Reproduce every one of the rows below word for word, leaving out the pictures.

■ **Extracted entries**:
(begin)

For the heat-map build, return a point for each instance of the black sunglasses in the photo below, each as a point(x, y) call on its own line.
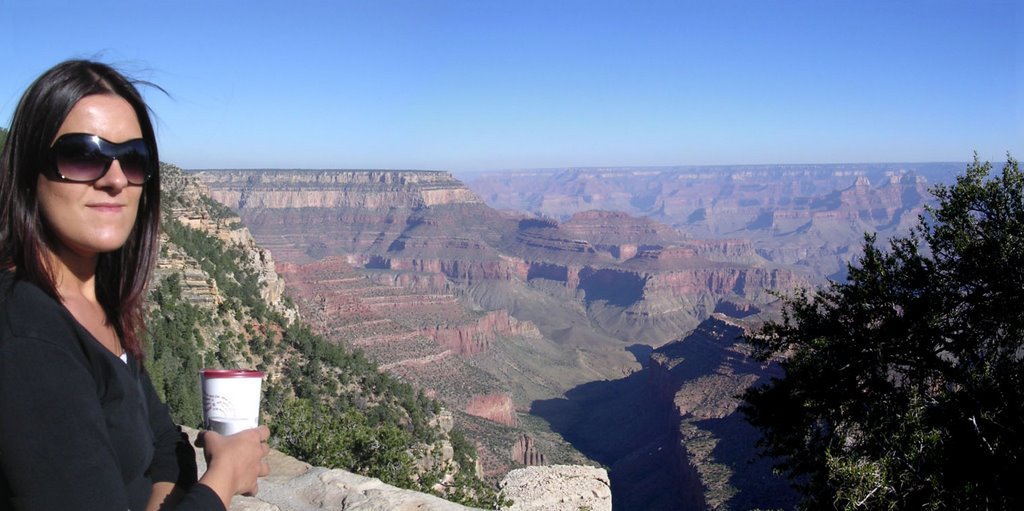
point(86, 158)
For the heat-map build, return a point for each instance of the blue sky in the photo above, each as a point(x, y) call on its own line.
point(484, 84)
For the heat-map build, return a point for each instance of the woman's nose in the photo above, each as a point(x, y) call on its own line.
point(114, 178)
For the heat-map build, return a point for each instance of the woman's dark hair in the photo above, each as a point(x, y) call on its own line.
point(121, 275)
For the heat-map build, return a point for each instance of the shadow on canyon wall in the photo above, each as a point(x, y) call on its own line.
point(614, 423)
point(634, 429)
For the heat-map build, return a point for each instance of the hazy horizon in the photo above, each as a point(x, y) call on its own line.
point(466, 86)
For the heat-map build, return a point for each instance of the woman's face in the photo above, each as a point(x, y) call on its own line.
point(88, 218)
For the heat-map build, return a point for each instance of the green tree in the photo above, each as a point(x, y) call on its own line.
point(903, 387)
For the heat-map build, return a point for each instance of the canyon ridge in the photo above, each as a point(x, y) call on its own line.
point(571, 325)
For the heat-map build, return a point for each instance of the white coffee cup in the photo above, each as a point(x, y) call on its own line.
point(230, 398)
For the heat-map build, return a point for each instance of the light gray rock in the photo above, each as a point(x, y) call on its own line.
point(294, 485)
point(558, 487)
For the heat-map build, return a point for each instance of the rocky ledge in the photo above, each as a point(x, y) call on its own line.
point(295, 485)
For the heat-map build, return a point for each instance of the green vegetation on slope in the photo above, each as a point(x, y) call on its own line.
point(904, 386)
point(325, 405)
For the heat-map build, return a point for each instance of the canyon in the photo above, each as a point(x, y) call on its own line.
point(566, 318)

(end)

■ **Solution**:
For the heat-map build, return a point for each instance of the black sunglasses in the photo below, each as a point(x, y) call on its own line.
point(86, 158)
For the heat-map build, return a point for each instance of the blue sky in the photo above, each as a point(x, y) call on its own line.
point(484, 84)
For the heat-map build, return a point for each instance of the woman's nose in the photo above, each as a point(x, y) call on its own line.
point(114, 178)
For the heat-map build, return a point for each instance of the woman's dark hair in the photo above, each as a point(x, y) call on its own line.
point(121, 275)
For the heat-map build, return a point for each instance of the shadow on canyon wall in the photo above, each as a point(x, y) call on its own line.
point(614, 423)
point(634, 429)
For the heat-map build, return a point for each instance of the hazy horizon in the photo above, each as a point(x, y) call on its own line.
point(466, 86)
For the heat-map build, return a point for each instance of the woman's face in the photo above, each as a point(x, y) call on its own line.
point(88, 218)
For the heat-map build, return a point for each instance of the green tree in the photo above, each as a point(x, y) call on its own line.
point(903, 387)
For the heat-map build, return a point for each instance of the canyon ridge in the photo above, each as a point(x, y) call on its own line.
point(571, 325)
For the heat-map build, return a point for each instance of the white coffee cup in the photo above, each as a point(x, y) call on its own line.
point(230, 398)
For the heat-map build, return a point for each instance of the light gray rock in the photo above, each as a point(x, y) call on its own line.
point(294, 485)
point(558, 487)
For the heat-map build, return a point for each instance of the rocky ledge in the photo above, each as a point(x, y) call on its own line.
point(295, 485)
For the heat-map build, return a point for each instance of the green vegetation on slope in the photo above, each as a point(x, y) call on its own line.
point(904, 386)
point(325, 405)
For the heat-map build, return a point for each instance of the canyon in the photo above, each as a point(x, y) call on its own line.
point(566, 318)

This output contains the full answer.